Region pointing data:
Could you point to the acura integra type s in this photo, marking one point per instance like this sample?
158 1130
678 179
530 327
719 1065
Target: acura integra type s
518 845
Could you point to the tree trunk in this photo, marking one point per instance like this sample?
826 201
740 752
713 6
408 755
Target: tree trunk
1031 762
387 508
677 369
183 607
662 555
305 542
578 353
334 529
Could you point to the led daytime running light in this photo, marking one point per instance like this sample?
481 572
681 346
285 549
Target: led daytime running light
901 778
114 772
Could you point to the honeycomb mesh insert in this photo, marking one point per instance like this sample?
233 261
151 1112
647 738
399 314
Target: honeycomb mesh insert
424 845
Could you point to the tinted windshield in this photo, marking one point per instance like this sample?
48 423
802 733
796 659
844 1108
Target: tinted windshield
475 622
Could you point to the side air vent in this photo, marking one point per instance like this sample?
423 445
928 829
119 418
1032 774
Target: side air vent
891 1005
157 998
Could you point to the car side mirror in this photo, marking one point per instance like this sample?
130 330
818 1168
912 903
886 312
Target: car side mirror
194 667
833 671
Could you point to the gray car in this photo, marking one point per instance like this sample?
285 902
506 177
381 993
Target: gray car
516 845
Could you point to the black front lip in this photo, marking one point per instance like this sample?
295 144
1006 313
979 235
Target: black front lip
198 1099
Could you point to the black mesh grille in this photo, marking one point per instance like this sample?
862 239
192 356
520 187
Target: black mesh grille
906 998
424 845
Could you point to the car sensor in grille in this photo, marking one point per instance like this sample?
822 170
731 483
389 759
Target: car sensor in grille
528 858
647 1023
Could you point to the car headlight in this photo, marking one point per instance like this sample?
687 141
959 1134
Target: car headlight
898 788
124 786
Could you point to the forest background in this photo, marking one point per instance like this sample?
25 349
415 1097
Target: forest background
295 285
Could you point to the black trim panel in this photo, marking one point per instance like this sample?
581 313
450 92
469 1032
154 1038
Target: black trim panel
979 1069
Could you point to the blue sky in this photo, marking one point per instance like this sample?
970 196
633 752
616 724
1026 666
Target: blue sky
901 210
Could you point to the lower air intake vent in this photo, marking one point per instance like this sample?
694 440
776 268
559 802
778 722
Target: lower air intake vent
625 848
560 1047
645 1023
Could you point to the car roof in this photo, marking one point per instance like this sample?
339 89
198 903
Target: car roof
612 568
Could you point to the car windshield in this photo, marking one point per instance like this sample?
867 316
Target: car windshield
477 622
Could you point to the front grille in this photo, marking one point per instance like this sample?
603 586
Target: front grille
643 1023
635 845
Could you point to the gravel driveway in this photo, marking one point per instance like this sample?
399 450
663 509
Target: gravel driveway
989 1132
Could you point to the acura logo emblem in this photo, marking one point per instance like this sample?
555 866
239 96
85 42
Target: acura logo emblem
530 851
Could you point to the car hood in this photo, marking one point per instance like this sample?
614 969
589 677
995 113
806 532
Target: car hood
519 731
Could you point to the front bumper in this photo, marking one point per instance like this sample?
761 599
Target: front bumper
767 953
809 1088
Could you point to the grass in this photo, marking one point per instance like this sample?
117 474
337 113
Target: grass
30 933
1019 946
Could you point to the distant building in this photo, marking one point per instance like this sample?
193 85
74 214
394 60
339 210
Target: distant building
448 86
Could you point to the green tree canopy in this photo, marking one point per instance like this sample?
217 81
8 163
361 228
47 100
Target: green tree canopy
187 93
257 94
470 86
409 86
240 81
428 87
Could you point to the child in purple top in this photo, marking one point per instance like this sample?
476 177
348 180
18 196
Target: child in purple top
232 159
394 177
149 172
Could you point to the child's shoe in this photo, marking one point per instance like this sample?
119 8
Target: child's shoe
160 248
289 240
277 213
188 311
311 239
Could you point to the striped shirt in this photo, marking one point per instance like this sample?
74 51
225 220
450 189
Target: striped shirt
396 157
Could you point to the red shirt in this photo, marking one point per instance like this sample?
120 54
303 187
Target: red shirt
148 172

**Exercise objective:** Repeat every record, exactly as written.

**Answer:**
Could you point to the acura integra type s in this photo, marking one point per instance like this sample?
158 1130
678 179
530 327
719 1065
Target: acura integra type s
518 845
Could you point to the tree trunk in this photo, marking one point per instance like this sample?
826 201
740 752
713 6
408 755
Target: tree trunk
1031 762
387 508
677 369
183 607
662 555
305 542
578 353
334 529
Could you point to the led daytime running light in this photo, marking one point per instance like this sample?
481 572
681 346
285 549
Target: led daytime running light
901 778
114 772
Could you point to the honeycomb mesh insert in this photo, marking one point per instance like this sample?
233 261
151 1112
647 738
399 314
Target: honeycomb mesh insert
424 845
Could you point to the tinted windshield in this photo, marking one point per instance like this sample?
48 423
802 733
796 659
844 1108
Target: tinted windshield
475 622
Could you point to the side air vent in this photo, marking one point per instance like this sample?
423 445
928 829
119 418
1032 774
Target: side air vent
891 1005
157 998
Could you point to the car side mirror in this photo, marking one point per instance like this sample?
130 330
818 1168
912 903
886 312
Target: car side mirror
194 667
833 671
Could you point to the gray car in this photo, marking one point per instance like this sample?
285 902
506 177
381 993
Target: gray car
516 845
Could you point to the black front lip in this photo, marking one point per instance like this sample?
295 144
1006 313
979 235
Target: black front lip
198 1099
Could you point to the black mesh grille in this photo, marking one point per instance like this sample?
862 239
192 356
520 187
Target: black mesh grille
906 998
424 845
Could you point to the car sensor in grille in this photo, marking one point per instance like this sample?
822 170
731 483
389 759
Target: car sensor in grille
528 858
647 1023
Could you point to the car headlight in this photo, marking one point per instance like this sample?
687 141
959 1134
Target: car headlight
898 788
124 786
Could you point to the forest background in this photo, marking one point per instance like this sample?
25 349
415 1097
Target: forest background
295 285
Could you point to the black trim panel in this photo, marking one point per instance like this sample?
581 313
450 92
469 1032
154 1038
Target: black trim panel
979 1069
Could you point to the blue sky in this photo, marking one point per instance like this sample?
970 196
633 752
616 724
1026 666
Target: blue sky
901 210
Could you point to the lower air intake vent in this photo, marking one point per instance like this sample?
694 440
776 268
559 802
778 722
Target: lower air intake vent
625 848
560 1047
645 1023
Could you point to the car roof in this photo, marking one point per instance like this sample?
339 89
198 903
Target: car roof
612 568
Could you point to the car windshield in this photo, marking one point per instance like this sample?
867 316
Target: car windshield
477 622
Could you point to the front grille in this photo, marking one point per instance like this sample?
603 586
Target: front grille
643 1023
635 845
Could you point to the gravel driveway in this photo, marking one point per instance like this sample?
399 450
663 509
Target: gravel driveway
989 1132
Could you point to the acura logo emblem in this photo, marking one point per instance like this sample?
555 866
239 96
85 42
Target: acura logo emblem
530 851
Could you point to the car hood in this photo, marking one point per instance like this sample?
614 969
589 677
995 113
806 532
Target: car hood
519 731
Could you point to the front bumper in this photo, marking one point per instance like this sample?
761 599
Target: front bumper
767 953
809 1088
Could you point to the grass in this photo, marking one point per instance like this sample?
117 474
337 113
Target: grass
30 933
1019 946
Could you point to the distant building in this photo, marking one point per instance like this sample?
193 85
74 214
394 60
339 210
Target: distant building
448 86
Could you point to the green tree canopy in this photo, marking one point per instance like this sample?
217 81
8 163
361 228
47 100
Target: green tree canopy
187 93
257 94
470 86
409 86
240 81
428 87
Could you point to the child in purple top in this photo, marking one point per instance like this sample?
476 177
348 180
18 196
Target: child in purple top
232 159
394 177
149 172
Could you point to the child's shoe in this photo, marking one point per instance like this sample?
119 8
Target: child's shoe
160 248
289 240
277 213
188 311
311 239
Could you point to the striped shirt in this photo, marking one point per instance like this sample?
74 51
225 220
450 189
Target: striped shirt
396 157
Could you point to the red shirt in this photo, marking one point per instance like this sample?
120 54
303 187
Target: red shirt
148 172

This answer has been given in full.